[Records excerpted from a collection]

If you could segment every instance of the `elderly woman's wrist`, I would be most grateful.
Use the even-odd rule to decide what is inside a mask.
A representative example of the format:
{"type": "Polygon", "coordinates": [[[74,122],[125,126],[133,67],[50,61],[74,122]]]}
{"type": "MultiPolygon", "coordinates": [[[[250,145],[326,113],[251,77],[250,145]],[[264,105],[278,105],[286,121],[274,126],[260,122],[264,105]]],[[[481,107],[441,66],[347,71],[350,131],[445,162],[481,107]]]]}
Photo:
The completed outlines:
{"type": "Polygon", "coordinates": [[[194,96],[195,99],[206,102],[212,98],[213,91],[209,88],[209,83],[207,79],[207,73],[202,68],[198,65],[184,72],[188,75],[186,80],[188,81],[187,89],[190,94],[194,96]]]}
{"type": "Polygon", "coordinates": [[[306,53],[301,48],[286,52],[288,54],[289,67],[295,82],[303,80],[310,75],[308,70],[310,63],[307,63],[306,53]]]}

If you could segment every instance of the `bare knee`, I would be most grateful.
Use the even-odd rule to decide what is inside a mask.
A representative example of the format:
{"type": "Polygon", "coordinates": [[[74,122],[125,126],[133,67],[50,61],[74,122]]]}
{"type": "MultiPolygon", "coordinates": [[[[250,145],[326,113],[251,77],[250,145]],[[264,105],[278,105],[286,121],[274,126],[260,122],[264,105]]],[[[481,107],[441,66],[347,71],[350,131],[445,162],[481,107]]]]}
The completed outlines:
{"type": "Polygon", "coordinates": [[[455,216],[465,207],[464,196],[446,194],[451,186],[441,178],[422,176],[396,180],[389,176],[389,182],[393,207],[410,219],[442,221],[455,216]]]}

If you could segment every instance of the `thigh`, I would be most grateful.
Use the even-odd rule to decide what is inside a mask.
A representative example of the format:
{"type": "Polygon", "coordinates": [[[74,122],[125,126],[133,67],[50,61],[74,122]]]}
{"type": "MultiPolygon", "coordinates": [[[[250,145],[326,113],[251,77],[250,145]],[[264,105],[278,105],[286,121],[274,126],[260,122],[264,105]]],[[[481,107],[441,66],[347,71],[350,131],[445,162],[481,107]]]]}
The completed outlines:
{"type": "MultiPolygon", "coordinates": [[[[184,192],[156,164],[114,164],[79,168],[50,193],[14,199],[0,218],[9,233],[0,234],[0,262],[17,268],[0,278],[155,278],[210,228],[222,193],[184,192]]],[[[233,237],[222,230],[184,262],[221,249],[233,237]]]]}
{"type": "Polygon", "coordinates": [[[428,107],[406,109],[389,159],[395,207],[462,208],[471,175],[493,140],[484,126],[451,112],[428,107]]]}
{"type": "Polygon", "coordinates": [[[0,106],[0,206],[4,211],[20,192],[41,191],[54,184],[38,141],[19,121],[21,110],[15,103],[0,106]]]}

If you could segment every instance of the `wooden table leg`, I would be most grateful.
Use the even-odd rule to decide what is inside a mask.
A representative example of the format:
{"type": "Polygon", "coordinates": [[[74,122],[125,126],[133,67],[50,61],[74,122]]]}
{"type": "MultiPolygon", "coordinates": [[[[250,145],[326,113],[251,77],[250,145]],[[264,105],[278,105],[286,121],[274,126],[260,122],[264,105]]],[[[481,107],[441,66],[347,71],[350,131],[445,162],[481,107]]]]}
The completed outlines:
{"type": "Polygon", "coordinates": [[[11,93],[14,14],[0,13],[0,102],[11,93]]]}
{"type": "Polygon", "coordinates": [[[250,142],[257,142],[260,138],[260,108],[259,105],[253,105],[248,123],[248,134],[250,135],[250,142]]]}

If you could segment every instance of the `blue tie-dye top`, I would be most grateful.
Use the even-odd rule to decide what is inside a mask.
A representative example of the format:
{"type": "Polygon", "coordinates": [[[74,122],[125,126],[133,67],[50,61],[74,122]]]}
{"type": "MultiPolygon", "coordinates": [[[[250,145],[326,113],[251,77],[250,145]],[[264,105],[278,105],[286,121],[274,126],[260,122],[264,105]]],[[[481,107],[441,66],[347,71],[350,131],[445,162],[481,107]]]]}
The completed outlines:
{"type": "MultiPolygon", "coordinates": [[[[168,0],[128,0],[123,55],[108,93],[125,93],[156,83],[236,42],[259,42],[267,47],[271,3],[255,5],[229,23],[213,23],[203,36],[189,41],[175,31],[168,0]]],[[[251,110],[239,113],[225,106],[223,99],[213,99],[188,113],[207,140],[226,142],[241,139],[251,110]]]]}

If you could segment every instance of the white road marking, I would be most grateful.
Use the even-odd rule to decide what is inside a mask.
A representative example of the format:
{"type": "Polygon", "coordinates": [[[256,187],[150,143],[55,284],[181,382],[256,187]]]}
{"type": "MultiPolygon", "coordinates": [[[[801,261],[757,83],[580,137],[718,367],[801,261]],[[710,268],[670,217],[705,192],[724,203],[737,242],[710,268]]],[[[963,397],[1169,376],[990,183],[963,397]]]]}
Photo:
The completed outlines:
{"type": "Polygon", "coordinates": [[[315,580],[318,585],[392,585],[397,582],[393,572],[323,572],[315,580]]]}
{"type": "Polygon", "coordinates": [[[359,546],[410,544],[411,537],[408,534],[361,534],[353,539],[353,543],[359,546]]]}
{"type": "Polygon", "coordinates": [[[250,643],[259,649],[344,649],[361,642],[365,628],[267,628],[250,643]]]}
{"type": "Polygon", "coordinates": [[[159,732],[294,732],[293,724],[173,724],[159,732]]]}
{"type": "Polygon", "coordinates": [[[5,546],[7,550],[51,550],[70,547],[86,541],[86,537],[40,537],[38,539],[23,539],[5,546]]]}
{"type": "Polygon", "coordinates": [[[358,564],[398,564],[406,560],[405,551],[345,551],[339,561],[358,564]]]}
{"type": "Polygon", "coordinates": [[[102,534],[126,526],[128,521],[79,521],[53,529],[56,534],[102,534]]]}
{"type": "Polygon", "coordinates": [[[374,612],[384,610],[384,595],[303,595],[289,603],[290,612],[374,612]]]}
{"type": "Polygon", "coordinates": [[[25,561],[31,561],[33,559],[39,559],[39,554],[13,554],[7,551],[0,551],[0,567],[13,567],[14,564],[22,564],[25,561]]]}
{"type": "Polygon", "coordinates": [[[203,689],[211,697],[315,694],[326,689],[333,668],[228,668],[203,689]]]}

==

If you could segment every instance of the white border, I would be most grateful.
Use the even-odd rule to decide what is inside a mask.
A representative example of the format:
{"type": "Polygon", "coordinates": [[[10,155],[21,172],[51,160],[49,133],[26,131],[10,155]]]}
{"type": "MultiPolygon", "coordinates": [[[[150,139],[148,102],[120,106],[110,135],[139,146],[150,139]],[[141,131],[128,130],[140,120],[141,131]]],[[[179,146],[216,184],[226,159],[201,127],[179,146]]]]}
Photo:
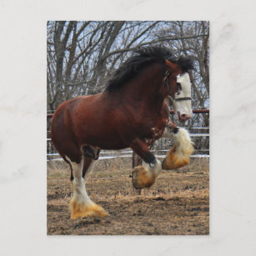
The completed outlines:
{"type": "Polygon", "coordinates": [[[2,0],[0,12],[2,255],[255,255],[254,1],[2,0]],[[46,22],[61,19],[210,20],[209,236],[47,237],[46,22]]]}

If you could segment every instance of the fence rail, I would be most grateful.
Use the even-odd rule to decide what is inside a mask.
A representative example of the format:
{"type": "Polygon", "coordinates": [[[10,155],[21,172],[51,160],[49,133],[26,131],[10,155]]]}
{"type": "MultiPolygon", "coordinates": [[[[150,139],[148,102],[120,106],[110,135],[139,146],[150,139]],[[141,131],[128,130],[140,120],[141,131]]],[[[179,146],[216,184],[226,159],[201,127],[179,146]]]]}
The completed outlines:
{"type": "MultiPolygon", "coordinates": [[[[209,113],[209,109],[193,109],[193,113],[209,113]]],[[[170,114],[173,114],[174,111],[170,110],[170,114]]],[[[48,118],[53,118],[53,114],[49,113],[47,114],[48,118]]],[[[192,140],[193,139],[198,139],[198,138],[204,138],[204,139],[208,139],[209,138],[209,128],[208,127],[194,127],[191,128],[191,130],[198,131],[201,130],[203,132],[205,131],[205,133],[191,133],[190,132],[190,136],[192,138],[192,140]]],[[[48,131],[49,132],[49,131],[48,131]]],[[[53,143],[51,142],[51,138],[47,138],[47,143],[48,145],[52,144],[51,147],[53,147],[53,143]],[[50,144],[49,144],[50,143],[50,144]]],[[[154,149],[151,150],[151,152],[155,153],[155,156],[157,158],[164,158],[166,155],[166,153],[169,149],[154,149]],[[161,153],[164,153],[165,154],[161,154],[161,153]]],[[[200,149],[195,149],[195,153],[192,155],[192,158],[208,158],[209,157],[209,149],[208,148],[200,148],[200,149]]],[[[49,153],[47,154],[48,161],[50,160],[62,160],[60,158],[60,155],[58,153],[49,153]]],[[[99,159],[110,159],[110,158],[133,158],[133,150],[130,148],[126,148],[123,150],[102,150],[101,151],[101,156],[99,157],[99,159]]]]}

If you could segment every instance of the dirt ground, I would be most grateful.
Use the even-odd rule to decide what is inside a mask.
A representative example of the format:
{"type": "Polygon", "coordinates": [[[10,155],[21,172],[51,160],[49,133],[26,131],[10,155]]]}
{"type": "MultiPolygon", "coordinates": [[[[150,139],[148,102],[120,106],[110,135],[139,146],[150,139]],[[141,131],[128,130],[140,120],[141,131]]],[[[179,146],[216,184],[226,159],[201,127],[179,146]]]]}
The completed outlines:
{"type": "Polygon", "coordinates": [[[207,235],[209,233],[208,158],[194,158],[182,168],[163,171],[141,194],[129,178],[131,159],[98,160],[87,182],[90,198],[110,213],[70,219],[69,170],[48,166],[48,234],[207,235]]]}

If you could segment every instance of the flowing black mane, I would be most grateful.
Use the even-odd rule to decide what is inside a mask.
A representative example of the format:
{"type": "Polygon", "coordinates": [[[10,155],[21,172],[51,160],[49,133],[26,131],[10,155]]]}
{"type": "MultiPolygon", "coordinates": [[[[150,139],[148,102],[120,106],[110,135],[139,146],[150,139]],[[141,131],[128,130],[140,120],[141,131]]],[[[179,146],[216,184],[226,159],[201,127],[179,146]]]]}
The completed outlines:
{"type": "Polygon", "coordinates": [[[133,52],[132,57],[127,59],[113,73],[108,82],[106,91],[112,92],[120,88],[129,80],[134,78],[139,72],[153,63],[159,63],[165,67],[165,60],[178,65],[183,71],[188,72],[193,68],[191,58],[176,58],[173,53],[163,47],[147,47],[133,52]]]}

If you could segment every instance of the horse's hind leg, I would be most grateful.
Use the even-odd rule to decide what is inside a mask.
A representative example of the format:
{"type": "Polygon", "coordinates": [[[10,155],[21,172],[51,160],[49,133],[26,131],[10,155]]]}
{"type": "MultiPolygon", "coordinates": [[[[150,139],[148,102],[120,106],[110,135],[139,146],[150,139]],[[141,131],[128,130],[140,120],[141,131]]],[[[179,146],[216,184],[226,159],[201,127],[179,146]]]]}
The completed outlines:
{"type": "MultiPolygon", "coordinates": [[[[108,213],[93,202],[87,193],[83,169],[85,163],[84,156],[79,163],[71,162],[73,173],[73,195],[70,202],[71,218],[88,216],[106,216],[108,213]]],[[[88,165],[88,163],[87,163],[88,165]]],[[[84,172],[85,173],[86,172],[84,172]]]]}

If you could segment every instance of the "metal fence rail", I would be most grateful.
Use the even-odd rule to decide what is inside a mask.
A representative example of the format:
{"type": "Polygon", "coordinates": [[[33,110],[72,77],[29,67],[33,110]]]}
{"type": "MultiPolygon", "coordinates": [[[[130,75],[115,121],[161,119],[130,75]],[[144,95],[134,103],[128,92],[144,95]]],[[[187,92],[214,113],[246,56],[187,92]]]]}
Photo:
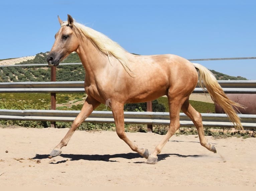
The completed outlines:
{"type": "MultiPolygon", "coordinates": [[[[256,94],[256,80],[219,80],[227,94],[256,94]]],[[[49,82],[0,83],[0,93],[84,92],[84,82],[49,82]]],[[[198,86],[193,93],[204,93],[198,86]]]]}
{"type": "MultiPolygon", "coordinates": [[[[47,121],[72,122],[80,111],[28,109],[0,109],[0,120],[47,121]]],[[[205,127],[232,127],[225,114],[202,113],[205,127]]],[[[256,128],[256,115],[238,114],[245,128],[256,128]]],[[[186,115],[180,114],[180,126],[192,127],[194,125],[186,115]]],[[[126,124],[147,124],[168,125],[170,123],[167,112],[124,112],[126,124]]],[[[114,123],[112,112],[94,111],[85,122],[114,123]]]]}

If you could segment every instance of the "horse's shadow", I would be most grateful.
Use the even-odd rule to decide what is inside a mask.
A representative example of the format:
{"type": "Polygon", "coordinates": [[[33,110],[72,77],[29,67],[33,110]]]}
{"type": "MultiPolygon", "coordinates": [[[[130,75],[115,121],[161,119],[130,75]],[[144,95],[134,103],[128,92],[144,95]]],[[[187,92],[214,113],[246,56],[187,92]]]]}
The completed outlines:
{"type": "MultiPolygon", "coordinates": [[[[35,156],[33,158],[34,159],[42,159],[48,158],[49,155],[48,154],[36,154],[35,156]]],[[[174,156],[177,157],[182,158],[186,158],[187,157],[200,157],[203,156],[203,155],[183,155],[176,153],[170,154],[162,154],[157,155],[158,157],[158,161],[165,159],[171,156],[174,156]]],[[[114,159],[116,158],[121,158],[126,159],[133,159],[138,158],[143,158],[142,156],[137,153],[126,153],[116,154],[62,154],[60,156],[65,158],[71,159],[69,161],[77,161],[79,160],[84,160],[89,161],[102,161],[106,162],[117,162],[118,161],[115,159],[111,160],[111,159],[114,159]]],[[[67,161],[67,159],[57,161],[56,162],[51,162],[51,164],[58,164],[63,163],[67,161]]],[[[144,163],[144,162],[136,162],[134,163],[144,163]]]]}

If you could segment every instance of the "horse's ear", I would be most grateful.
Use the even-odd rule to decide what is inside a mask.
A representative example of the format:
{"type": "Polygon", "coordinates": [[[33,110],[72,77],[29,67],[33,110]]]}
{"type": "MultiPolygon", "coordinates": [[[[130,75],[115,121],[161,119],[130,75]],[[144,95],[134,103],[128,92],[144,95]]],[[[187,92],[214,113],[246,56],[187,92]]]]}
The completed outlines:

■ **Exercise aim**:
How many lines of the items above contain the string "rail", matching case exactly? Reply with the number alone.

■ **Answer for this exercise**:
2